* Start ROWS *

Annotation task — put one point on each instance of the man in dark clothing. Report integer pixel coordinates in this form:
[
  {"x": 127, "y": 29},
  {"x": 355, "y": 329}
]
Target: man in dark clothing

* End ROWS *

EXERCISE OBJECTIVE: Format every line of the records above as a JSON list of strings, one string per line, and leave out any blank lines.

EXPECTED ANSWER:
[
  "Annotation task — put one point on each instance of the man in dark clothing. Report integer pixel coordinates in this form:",
  "[",
  "  {\"x\": 127, \"y\": 29},",
  "  {\"x\": 355, \"y\": 329}",
  "]",
  "Target: man in dark clothing"
]